TASK GOAL
Locate each line in the entries below that contains the word "leaf", and copy those lines.

Region labeling records
= = = = = = =

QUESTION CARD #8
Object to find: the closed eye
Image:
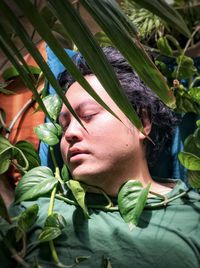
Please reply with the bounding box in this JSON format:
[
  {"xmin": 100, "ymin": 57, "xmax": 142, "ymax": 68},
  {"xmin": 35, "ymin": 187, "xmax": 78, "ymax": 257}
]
[{"xmin": 80, "ymin": 113, "xmax": 98, "ymax": 121}]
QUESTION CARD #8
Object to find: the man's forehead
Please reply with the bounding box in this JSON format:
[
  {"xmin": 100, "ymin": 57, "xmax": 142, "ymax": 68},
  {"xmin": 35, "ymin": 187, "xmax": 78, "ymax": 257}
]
[{"xmin": 59, "ymin": 98, "xmax": 100, "ymax": 116}]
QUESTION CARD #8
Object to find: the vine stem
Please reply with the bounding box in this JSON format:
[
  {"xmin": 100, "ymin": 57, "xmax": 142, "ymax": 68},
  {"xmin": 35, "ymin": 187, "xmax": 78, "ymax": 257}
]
[
  {"xmin": 50, "ymin": 146, "xmax": 63, "ymax": 184},
  {"xmin": 48, "ymin": 146, "xmax": 63, "ymax": 267},
  {"xmin": 176, "ymin": 26, "xmax": 200, "ymax": 84},
  {"xmin": 48, "ymin": 186, "xmax": 62, "ymax": 267}
]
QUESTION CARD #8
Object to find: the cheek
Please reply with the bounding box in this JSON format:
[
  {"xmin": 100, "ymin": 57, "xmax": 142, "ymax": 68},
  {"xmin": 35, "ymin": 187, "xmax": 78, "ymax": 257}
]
[{"xmin": 60, "ymin": 137, "xmax": 68, "ymax": 163}]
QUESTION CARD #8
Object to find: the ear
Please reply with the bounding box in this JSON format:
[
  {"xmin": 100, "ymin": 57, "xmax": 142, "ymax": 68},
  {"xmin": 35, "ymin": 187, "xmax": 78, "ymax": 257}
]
[{"xmin": 140, "ymin": 111, "xmax": 152, "ymax": 140}]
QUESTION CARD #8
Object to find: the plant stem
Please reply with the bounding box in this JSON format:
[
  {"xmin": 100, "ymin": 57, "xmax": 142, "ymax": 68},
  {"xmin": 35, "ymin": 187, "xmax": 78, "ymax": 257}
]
[
  {"xmin": 176, "ymin": 26, "xmax": 200, "ymax": 79},
  {"xmin": 48, "ymin": 186, "xmax": 57, "ymax": 216},
  {"xmin": 145, "ymin": 190, "xmax": 189, "ymax": 209},
  {"xmin": 50, "ymin": 146, "xmax": 63, "ymax": 184}
]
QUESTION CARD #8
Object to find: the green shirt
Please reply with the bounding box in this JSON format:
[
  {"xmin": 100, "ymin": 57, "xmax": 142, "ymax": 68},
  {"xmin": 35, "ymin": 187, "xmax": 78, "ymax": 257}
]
[{"xmin": 0, "ymin": 181, "xmax": 200, "ymax": 268}]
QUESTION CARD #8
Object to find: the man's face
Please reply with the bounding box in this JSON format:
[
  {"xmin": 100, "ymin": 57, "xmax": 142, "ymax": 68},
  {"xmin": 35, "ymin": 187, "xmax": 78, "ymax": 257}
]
[{"xmin": 59, "ymin": 75, "xmax": 143, "ymax": 187}]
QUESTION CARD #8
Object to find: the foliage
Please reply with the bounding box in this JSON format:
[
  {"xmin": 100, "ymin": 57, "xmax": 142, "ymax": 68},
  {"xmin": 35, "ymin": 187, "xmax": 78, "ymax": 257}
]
[{"xmin": 0, "ymin": 0, "xmax": 200, "ymax": 267}]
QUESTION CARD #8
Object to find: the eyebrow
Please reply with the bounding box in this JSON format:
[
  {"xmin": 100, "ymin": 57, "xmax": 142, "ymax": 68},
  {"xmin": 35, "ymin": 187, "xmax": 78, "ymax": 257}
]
[{"xmin": 58, "ymin": 100, "xmax": 103, "ymax": 120}]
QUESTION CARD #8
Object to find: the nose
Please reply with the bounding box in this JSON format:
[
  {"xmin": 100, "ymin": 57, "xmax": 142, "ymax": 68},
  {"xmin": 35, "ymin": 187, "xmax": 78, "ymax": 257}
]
[{"xmin": 64, "ymin": 118, "xmax": 84, "ymax": 143}]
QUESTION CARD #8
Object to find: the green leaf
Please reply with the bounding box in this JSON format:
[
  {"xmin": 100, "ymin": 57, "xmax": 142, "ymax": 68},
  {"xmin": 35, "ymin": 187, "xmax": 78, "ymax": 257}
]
[
  {"xmin": 39, "ymin": 227, "xmax": 62, "ymax": 242},
  {"xmin": 0, "ymin": 135, "xmax": 14, "ymax": 174},
  {"xmin": 118, "ymin": 180, "xmax": 150, "ymax": 230},
  {"xmin": 193, "ymin": 127, "xmax": 200, "ymax": 151},
  {"xmin": 79, "ymin": 0, "xmax": 175, "ymax": 109},
  {"xmin": 130, "ymin": 0, "xmax": 191, "ymax": 37},
  {"xmin": 39, "ymin": 213, "xmax": 67, "ymax": 242},
  {"xmin": 44, "ymin": 213, "xmax": 67, "ymax": 230},
  {"xmin": 178, "ymin": 152, "xmax": 200, "ymax": 171},
  {"xmin": 14, "ymin": 0, "xmax": 118, "ymax": 130},
  {"xmin": 15, "ymin": 141, "xmax": 40, "ymax": 170},
  {"xmin": 67, "ymin": 180, "xmax": 90, "ymax": 218},
  {"xmin": 0, "ymin": 135, "xmax": 13, "ymax": 153},
  {"xmin": 0, "ymin": 149, "xmax": 12, "ymax": 175},
  {"xmin": 94, "ymin": 31, "xmax": 113, "ymax": 47},
  {"xmin": 157, "ymin": 36, "xmax": 173, "ymax": 56},
  {"xmin": 188, "ymin": 87, "xmax": 200, "ymax": 103},
  {"xmin": 15, "ymin": 166, "xmax": 58, "ymax": 203},
  {"xmin": 0, "ymin": 87, "xmax": 16, "ymax": 95},
  {"xmin": 187, "ymin": 170, "xmax": 200, "ymax": 189},
  {"xmin": 49, "ymin": 0, "xmax": 142, "ymax": 130},
  {"xmin": 34, "ymin": 123, "xmax": 62, "ymax": 146},
  {"xmin": 2, "ymin": 65, "xmax": 41, "ymax": 81},
  {"xmin": 172, "ymin": 55, "xmax": 197, "ymax": 80},
  {"xmin": 184, "ymin": 135, "xmax": 200, "ymax": 157},
  {"xmin": 16, "ymin": 204, "xmax": 39, "ymax": 241},
  {"xmin": 0, "ymin": 194, "xmax": 11, "ymax": 223},
  {"xmin": 43, "ymin": 94, "xmax": 62, "ymax": 121}
]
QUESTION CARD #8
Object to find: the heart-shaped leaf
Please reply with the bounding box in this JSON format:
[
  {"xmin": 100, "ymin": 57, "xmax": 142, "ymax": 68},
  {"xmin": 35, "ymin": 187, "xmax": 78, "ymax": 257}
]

= = = = = = =

EXPECTED ANSWER
Object to find: the green leaf
Object to find: the heart-shaped leaf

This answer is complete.